(Bloc de texte):
* * *

Didier Deschamps : « En 1998, tout n’était pas tout beau non plus »En dévoilant, mardi 13 mai, la liste des joueurs qu’il a choisi d’emmener au Brésil, Didier Deschamps a lancé le compte à rebours jusqu’à la Coupe du monde. Quelques semaines plus tôt, le sélectionneur des Bleus a reçu Le Monde à son bureau de la Fédération française de football pour un entretien à bâtons rompus.
Avant le Mondial en Afrique du Sud, Raymond Domenech donnait rendez-vous le 11 juillet 2010, jour de la finale, quand on lui demandait ses ambitions avec l’équipe de France. Donnez-vous rendez-vous le 13 juillet au Maracana ?Non. Moi, je ne donne rendez-vous qu’au 15 juin. Pour notre premier match contre le Honduras. C’est notre premier rendez-vous à réussir. Après, on verra.
Vous êtes donc plutôt comme Laurent Blanc qui, lui, se fixait comme objectif de « gagner un match » à l’Euro 2012 ?Eh bien, moi, je vais dire que le premier objectif est de gagner le premier match. Car le dernier match qu’on a gagné en phases de poule de Coupe du monde, c'était en 2006. Et, avec tout le respect que j’ai pour ce pays, c'était contre le Togo. C’est capital de gagner le premier match pour bien se lancer dans la compétition.
Depuis le Mondial 1998 en France, les Bleus n’ont plus gagné leur premier match de Coupe du monde. Y a-t-il une malédiction ?Ce n’est pas une malédiction. Ce n’est pas un match décisif non plus, mais, dans une poule à quatre, gagner le premier match, ça laisse un peu de marge de manœuvre pour la deuxième ou la troisième rencontre pour réaliser notre objectif qui est de sortir du groupe.
La qualification inespérée face à l’Ukraine puis le succès probant contre les Pays-Bas (2-0) ont fait naître une nouvelle attente chez les Français. Un quart même d’entre eux vous voient désormais en demi-finale...Ce n’est pas proprement français, mais on passe vite d’une extrême à l’autre. Après notre match aller en Ukraine [défaite 2-0], beaucoup nous voyaient certainement à la maison pendant le Mondial. Aujourd’hui, il y a cette envie de voir l’équipe de France aller loin. C’est normal. Mais c’est surtout nous, le staff et les joueurs, qui devons avoir cette envie pour faire perdurer ce qu’on a réussi à créer contre l’Ukraine et les Pays-Bas. Après, on peut rêver… mais l’objectif légitime et logique, c’est de se qualifier pour les huitièmes.

* * *

(Série d'exercices):
A) Répondez à ces questions sur l'entretien avec Didier Deschamps :
(i) Contre quelle équipe les Bleus disputent-ils leur premier match, le 15 juin ?
(ii) Contre quel pays la France a-t-elle remporté son dernier match de phase de poule en Coupe du monde, et en quelle année ?
(iii) Sur quel score la France a-t-elle battu les Pays-Bas ?
B) Prolongez l'entretien avec Didier Deschamps à partir de sa dernière réponse, en gardant la même forme de questions et de réponses.

(Bloc de données):
* * *

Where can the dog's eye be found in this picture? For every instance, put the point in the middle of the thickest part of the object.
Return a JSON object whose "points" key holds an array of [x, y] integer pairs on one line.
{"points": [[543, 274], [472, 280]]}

* * *

(Réponses aux exercices):
A)
(i) Contre le Honduras.
(ii) Contre le Togo, en 2006.
(iii) 2-0.

B)
La page de Knysna (la grève de l’entraînement des Bleus au Mondial 2010) est-elle tournée définitivement ?On y revient chaque fois. Si vous pouviez ne plus en parler… Tournée ou pas, on ne peut rien y faire. C’est acté. Il s’est passé ce qu’il s’est passé. Ce n’est pas en reparlant de cela qu’on va arranger ou améliorer ce qui nous attend. Et ce qui nous attend, c’est le Mondial au Brésil et l’Euro en France en 2016.
En avez-vous reparlé avec les cadres qui étaient là en 2010 ?Je m’en fous royalement. Je n’y étais pas. J’ai eu les infos que j’ai voulu avoir. Mais je n’ai pas cherché à aller au fond des choses.
La tragicomédie de Knysna a pourtant laissé des traces et largement débordé du cadre sportif...Le football a toujours été l’objet de récupérations politiques. C’est le sport le plus médiatisé, le plus exposé. Il sera toujours décrié. Il y a vingt ou trente ans, c’était pareil. Tout n’était pas tout beau tout mignon non plus, en 1998. Mais une équipe qui gagne est forcément aimée. Je n’ai jamais vu une équipe qui gagnait ne pas être aimée.
C’est pour vous prémunir de toute étincelle que vous avez établi un « code de bonne conduite » dès votre arrivée à la tête des Bleus ?Ce n’est pas un code de bonne conduite, mais des règles internes que chaque entraîneur ou sélectionneur met en place. Rien de draconien, juste un cadre pour bien vivre ensemble. Cela commence par le respect des autres et des horaires. Le risque, au fil du temps, est qu’on a tendance à relâcher un peu le cadre. C’est là où il faut être vigilant. Je n’ai pas la prétention de dire qu’il ne peut pas y avoir un souci à un moment ou un autre. Après ce qui s’est passé il y a quatre ans et l’attention des médias, le moindre problème extrasportif peut prendre des proportions énormes, la moindre étincelle peut provoquer un incendie. Mais je ne veux pas non plus des agneaux qui ne bougent pas une oreille. Les joueurs ont le droit de vivre. Ils ont des caractères et des personnalités différentes et doivent les garder.
Avez-vous tout de même l’intention d’interdire aux joueurs de tweeter pendant le Mondial ?J’y réfléchis. Les nouvelles technologies, elles sont là, je ne vais pas aller à leur encontre. Mais il y a aussi les mauvais côtés. Tout dépend de ce qu’on dit et comment on le dit. Et de l’interprétation qui en est faite. Aujourd’hui, il y a une intrusion permanente. Or, ce qui se passe en interne devrait rester en interne. Maintenant, on ne va pas aller au Brésil et se couper du monde en se mettant dans un bunker.
Savez-vous qu’il y a un bordel à 500 m de votre hôtel de Ribeirao Preto ?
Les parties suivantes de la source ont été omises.